# TASK 1
Decide whether each statement agrees with the cluster thread below, answering yes or no and quoting the words of the thread that settle it: (a) OpenLava is described as a fork of Platform Lava and Platform LSF; (b) Marc reports that the program also fails when run on a single machine; (c) the reply proposes setting max.tier.depth to 2.
# TASK 2
According to the reply in the cluster thread below, which command does InterProScan 5 appear to be failing to run or parse?

# EXTRACT
--- BEGIN ---

[interhelp #14905] Running on LSF-like cluster

GoogleCodeExporter commented 9 years ago

Hi,

I've ben trying to run Interproscan on an LSF-like cluster, specifically on 
OpenLava. Openlava (openlava.org) is a fork of the defunct Platform Lava and 
Platform LSF and is, at least for my purpose so far, syntax-compatible with LSF.

However, when trying to run Interproscan, I get this:

[uk.ac.ebi.interpro.scan.jms.master.DistributedBlackBoxMaster:299] WARN - 
Restarted scheduledExecutorService for updating ClusterState

Works fine if I run it on a single machine tho. Any ideas what sort of problem 
I could be looking at here?

Cheers,

Marc

Original issue reported on code.google.com by mphoepp...@gmail.com on 18 Feb 2014 at 2:16

GoogleCodeExporter commented 9 years ago

Hi Marc,

It looks like InterProScan 5 is failing to run and/or parse the bjobs command.

1. Which version of InterProScan 5 are you running? 

2. What do you get when you run the following three commands? Change the 
commands to suit your setup, but am interested in the outputs: 
testRunBjobs.log, testRunLSFBjobs.log

  bjobs -P testRun > testRunBjobs.log
  bsub -o testRunLSFBjobs.log bjobs -P testRun 

3. When you change the grid.name to 'other' and max.tier.depth to 1 in your 
interproscan.properties file do you also get problems.

grid.name=other-cluster
max.tier.depth=1

Regards,
Gift

Original comment by nuka....@gmail.com on 21 Feb 2014 at 2:15

GoogleCodeExporter commented 9 years ago

The change for this is done now.

Original comment by nuka....@gmail.com on 21 Feb 2014 at 2:53

Changed state: Started

GoogleCodeExporter commented 9 years ago

Original comment by Maxim.Sc...@gmail.com on 21 Feb 2014 at 3:50

Changed title: [interhelp #14905] Running on LSF-like cluster

GoogleCodeExporter commented 9 years ago

Hi, 

thanks for looking into this.

--- END ---

# EXTRACTED MATERIAL
--- BEGIN ---

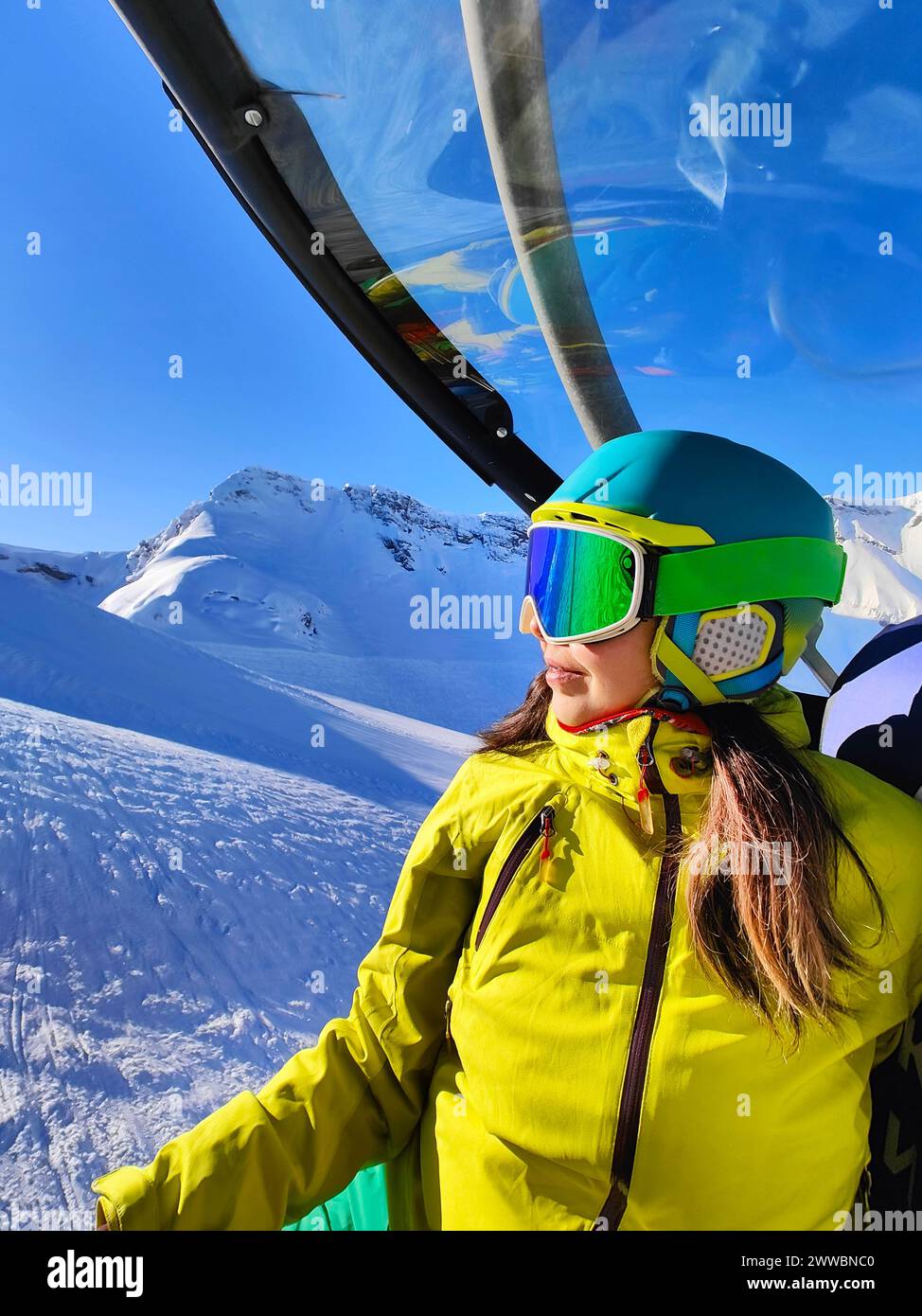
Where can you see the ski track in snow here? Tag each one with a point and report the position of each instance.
(135, 995)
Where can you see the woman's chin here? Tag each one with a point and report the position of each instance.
(573, 708)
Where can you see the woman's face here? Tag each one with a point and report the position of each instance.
(588, 681)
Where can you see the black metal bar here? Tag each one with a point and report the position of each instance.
(206, 77)
(506, 53)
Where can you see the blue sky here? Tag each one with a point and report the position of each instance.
(145, 254)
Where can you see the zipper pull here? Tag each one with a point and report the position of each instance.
(546, 817)
(645, 809)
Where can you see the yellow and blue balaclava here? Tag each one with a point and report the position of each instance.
(739, 557)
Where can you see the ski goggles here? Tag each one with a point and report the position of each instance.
(583, 582)
(591, 582)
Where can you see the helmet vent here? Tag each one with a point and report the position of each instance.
(730, 644)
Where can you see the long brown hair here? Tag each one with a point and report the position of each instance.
(773, 944)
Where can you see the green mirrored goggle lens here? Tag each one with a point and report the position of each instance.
(580, 582)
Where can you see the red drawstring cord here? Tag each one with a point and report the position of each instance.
(546, 850)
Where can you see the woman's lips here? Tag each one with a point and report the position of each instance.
(561, 675)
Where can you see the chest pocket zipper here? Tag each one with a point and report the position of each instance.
(541, 826)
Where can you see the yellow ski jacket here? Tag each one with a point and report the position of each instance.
(585, 1073)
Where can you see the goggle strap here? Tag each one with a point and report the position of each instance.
(700, 685)
(726, 574)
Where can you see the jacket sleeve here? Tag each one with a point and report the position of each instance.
(351, 1100)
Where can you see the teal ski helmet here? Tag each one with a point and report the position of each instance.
(740, 556)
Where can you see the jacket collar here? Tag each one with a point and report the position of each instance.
(608, 755)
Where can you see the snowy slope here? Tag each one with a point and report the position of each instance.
(203, 809)
(176, 923)
(884, 547)
(87, 576)
(320, 593)
(188, 881)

--- END ---

# FINISHED ANSWER 1
(a) Yes: "is a fork of the defunct Platform Lava and Platform LSF"
(b) No: "Works fine if I run it on a single machine tho."
(c) No: "max.tier.depth=1"

# FINISHED ANSWER 2
The bjobs command.